> _Brief_:
From the material below, extract every line that contains the string "stem".

(Point labeling examples)
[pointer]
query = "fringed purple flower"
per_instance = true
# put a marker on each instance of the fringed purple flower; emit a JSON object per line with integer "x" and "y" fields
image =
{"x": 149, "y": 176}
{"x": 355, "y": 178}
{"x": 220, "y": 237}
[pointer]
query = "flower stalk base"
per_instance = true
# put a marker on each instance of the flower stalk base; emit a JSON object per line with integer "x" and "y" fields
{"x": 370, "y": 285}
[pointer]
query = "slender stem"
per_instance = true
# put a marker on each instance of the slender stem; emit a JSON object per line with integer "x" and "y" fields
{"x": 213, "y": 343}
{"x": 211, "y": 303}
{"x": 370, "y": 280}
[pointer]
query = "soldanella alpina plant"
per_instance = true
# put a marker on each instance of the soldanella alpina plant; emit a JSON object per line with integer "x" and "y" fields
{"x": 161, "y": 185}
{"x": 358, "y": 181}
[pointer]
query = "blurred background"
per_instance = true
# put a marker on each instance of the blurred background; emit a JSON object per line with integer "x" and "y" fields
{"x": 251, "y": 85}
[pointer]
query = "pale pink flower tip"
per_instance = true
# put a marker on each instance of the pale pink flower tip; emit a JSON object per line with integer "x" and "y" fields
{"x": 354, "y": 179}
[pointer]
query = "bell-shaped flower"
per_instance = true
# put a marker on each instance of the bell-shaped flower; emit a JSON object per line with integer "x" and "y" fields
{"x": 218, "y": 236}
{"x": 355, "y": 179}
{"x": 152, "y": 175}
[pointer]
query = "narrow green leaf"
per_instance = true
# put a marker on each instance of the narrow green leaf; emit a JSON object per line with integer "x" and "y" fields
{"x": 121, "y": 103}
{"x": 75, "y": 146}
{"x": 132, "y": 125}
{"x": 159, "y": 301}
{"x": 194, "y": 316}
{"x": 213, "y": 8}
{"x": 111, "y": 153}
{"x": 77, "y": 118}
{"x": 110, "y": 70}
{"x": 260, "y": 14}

> _Correct answer_:
query = "slender stem"
# put a marker on each instance of the slender stem; emit a JSON object per line with integer "x" and "y" fields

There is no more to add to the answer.